***** Input for this task
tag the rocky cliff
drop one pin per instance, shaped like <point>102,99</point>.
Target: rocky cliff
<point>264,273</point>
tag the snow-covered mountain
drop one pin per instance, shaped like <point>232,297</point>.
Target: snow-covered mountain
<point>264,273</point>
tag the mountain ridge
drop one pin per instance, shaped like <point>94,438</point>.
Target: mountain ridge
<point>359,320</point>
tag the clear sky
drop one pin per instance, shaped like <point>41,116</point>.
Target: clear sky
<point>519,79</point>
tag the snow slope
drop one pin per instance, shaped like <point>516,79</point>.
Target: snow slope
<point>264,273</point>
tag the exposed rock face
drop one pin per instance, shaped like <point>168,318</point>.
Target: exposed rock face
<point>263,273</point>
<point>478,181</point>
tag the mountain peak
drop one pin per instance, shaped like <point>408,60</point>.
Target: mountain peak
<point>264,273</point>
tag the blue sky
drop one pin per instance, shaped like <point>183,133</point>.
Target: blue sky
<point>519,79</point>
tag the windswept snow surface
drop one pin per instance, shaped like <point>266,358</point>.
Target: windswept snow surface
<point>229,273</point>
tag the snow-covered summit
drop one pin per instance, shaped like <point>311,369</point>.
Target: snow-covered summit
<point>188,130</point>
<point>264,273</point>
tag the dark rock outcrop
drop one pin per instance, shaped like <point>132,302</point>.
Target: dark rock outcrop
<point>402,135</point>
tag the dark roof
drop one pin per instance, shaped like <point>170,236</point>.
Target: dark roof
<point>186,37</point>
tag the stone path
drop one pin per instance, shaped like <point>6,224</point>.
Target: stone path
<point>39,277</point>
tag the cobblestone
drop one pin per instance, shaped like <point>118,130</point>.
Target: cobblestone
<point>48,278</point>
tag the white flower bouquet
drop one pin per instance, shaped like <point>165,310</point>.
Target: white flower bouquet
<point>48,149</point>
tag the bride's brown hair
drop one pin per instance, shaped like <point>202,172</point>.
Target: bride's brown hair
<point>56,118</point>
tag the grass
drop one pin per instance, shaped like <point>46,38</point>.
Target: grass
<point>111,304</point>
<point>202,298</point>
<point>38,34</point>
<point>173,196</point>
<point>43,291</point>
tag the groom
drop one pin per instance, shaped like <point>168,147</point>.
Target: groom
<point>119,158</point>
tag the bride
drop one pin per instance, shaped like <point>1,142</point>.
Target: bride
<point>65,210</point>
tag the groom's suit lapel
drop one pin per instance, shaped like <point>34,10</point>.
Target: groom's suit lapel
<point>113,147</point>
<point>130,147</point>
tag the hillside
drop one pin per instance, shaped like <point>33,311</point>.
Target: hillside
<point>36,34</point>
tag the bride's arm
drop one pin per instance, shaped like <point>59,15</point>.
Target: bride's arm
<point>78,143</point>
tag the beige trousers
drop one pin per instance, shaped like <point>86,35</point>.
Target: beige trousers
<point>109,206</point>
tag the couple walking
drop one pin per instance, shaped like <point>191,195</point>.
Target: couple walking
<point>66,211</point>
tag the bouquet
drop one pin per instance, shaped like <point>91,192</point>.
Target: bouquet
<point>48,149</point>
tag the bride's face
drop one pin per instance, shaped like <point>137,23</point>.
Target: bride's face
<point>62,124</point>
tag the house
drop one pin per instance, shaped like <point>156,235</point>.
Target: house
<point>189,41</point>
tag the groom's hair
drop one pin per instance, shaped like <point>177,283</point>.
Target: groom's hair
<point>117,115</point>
**********
## Your goal
Each line above is to be restated exactly as it stands.

## Task response
tag the rocky cliff
drop one pin per instance, shaped like <point>102,99</point>.
Target: rocky cliff
<point>264,273</point>
tag the snow-covered mountain
drop one pin per instance, shaped like <point>232,297</point>.
Target: snow-covered mountain
<point>264,273</point>
tag the mountain ridge
drop one pin per instance, shaped like <point>94,438</point>.
Target: mountain ridge
<point>359,320</point>
tag the clear sky
drop one pin per instance, shaped like <point>41,116</point>.
Target: clear sky
<point>519,79</point>
tag the snow slope
drop one pin per instance, shaped like <point>516,79</point>.
Target: snow slope
<point>264,273</point>
tag the exposed rock face
drop one pin per instance, shaped like <point>168,318</point>.
Target: exposed rock face
<point>263,273</point>
<point>478,181</point>
tag the mountain peak
drop one pin per instance, shaped like <point>408,60</point>.
Target: mountain peak
<point>264,273</point>
tag the blue sky
drop one pin per instance, shaped like <point>183,133</point>.
Target: blue sky
<point>519,79</point>
tag the windswept snow surface
drop one pin per instance, shaped like <point>266,358</point>.
Target: windswept snow surface
<point>229,273</point>
tag the snow-covered summit
drop one pin per instance, shaped like <point>311,369</point>.
Target: snow-covered summit
<point>188,130</point>
<point>264,273</point>
tag the dark rock outcrop
drop one pin per instance, shaped like <point>132,302</point>.
Target: dark rock outcrop
<point>402,135</point>
tag the dark roof
drop one pin per instance, shaped like <point>170,236</point>.
Target: dark roof
<point>186,37</point>
tag the stone path
drop one pin per instance, shaped like <point>6,224</point>.
Target: stone path
<point>39,277</point>
tag the cobblestone
drop one pin per instance, shaped like <point>118,130</point>.
Target: cobblestone
<point>48,278</point>
tag the white flower bouquet
drop one pin per instance, shaped like <point>165,310</point>.
Target: white flower bouquet
<point>48,149</point>
tag the bride's brown hair
drop one pin per instance, shaped like <point>202,172</point>.
Target: bride's brown hair
<point>56,118</point>
tag the grass
drop one pin per instance, shaped like <point>46,38</point>.
Target: grass
<point>111,304</point>
<point>202,298</point>
<point>38,34</point>
<point>173,196</point>
<point>43,291</point>
tag the groom
drop one pin per instance, shaped like <point>168,147</point>.
Target: groom
<point>119,158</point>
tag the bride
drop one pin per instance, shaped like <point>1,142</point>.
Target: bride
<point>65,210</point>
tag the groom's suit lapel
drop one pin per instance, shaped like <point>34,10</point>.
Target: groom's suit lapel
<point>113,147</point>
<point>130,147</point>
tag the hillside
drop one pin per instance, shaped like <point>33,311</point>.
Target: hillside
<point>36,34</point>
tag the bride's arm
drop one pin per instance, shaped like <point>59,15</point>.
Target: bride's arm
<point>78,143</point>
tag the beige trousers
drop one pin per instance, shaped like <point>86,35</point>.
Target: beige trousers
<point>109,206</point>
tag the couple walking
drop one pin per instance, shaped like <point>191,195</point>.
Target: couple walking
<point>66,211</point>
tag the bouquet
drop one pin per instance, shaped like <point>91,192</point>.
Target: bouquet
<point>48,149</point>
tag the bride's face
drop one pin per instance, shaped like <point>137,23</point>.
Target: bride's face
<point>62,124</point>
tag the house
drop one pin per instance, shaped like <point>156,235</point>.
Target: house
<point>189,41</point>
tag the groom's hair
drop one pin per instance, shaped like <point>177,283</point>.
Target: groom's hair
<point>117,115</point>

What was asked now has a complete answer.